**WHAT NEEDS TO BE DONE:** From the rows below, keep only the lines that contain the word "Target". Case matters.

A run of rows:
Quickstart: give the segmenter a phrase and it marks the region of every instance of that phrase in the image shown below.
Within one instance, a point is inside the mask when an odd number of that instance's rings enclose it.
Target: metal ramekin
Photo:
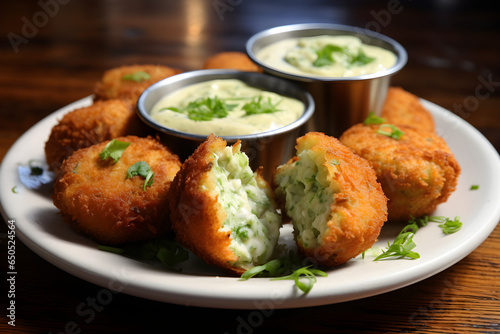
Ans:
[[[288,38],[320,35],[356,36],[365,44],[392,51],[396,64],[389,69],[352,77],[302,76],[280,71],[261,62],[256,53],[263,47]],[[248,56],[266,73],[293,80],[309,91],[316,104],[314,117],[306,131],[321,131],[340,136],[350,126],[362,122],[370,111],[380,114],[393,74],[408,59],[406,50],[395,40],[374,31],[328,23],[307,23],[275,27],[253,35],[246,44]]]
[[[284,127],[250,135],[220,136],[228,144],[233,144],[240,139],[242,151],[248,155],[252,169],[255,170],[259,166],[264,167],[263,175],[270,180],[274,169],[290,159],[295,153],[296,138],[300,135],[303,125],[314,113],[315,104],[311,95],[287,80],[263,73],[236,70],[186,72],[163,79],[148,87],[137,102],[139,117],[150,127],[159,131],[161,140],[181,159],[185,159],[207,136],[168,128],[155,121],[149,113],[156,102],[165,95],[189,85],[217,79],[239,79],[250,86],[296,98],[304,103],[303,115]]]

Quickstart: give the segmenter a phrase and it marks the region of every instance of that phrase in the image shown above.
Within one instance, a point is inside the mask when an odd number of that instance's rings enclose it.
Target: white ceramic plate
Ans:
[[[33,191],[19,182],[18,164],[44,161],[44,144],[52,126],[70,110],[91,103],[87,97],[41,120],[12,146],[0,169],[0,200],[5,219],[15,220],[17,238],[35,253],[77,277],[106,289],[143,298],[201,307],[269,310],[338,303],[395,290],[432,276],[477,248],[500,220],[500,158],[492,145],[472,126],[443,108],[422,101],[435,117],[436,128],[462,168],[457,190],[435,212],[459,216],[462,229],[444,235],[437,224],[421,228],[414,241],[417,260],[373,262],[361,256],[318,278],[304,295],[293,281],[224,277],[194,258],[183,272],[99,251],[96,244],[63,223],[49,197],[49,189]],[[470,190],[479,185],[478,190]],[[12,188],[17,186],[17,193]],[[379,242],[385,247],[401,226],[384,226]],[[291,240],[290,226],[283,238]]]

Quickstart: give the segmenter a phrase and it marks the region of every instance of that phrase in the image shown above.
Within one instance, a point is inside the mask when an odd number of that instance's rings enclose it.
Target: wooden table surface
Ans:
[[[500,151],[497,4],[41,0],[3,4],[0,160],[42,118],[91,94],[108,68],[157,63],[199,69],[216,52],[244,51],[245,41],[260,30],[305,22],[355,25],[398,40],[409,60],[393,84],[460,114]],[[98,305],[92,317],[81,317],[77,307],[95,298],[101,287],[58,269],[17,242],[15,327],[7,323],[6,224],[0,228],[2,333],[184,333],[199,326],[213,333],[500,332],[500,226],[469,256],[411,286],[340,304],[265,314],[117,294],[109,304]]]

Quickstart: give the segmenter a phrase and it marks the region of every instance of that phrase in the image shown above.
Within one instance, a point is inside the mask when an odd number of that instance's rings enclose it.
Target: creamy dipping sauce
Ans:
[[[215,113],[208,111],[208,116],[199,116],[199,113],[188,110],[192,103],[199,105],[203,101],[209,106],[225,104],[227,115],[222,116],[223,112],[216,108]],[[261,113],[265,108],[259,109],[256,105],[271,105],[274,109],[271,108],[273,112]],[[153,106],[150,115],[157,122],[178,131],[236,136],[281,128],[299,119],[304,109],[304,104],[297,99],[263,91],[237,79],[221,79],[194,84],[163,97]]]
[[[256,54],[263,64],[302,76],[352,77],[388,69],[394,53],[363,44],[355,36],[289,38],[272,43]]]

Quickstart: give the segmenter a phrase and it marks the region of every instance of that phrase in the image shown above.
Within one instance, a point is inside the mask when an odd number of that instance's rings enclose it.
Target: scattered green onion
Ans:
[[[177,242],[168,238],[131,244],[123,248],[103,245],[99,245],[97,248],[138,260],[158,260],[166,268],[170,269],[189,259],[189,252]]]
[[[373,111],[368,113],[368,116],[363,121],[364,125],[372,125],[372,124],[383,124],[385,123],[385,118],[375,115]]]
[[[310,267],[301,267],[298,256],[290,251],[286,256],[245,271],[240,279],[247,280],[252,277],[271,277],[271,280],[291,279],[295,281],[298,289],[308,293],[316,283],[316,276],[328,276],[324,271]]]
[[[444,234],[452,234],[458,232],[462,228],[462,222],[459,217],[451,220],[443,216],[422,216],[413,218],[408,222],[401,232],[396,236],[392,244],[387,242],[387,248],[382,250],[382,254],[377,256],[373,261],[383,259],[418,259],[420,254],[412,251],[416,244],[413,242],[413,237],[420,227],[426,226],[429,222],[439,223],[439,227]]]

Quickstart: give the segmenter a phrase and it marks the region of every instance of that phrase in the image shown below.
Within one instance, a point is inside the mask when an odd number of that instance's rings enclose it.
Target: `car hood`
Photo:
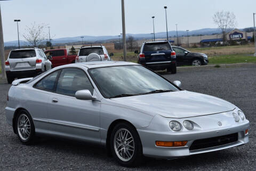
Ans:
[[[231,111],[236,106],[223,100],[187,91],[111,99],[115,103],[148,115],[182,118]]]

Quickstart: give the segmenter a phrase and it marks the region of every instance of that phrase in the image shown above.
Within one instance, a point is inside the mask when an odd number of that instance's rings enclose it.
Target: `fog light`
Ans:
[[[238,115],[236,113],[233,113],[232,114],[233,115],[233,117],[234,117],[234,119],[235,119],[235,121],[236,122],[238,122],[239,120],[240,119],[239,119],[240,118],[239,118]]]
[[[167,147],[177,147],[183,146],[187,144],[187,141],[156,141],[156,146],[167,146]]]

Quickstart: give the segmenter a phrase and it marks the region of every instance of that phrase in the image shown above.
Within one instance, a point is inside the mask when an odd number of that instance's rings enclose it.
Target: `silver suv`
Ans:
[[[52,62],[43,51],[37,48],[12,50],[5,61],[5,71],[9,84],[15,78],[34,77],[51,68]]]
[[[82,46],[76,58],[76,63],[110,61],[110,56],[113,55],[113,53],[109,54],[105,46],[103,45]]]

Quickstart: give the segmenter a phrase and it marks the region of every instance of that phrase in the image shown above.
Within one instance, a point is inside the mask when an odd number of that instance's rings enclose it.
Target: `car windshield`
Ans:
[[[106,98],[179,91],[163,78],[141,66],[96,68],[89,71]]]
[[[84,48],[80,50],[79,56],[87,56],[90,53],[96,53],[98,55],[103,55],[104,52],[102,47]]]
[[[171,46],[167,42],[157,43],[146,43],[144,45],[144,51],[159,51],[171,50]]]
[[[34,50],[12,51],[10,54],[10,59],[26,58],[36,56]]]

**WRITTEN REPLY:**
Target: metal ramekin
Target: white ceramic plate
Target: wooden table surface
Target: creamy dipping sauce
Target: scattered green onion
Target: `car hood`
Target: `fog light`
Target: `silver suv`
Target: `car windshield`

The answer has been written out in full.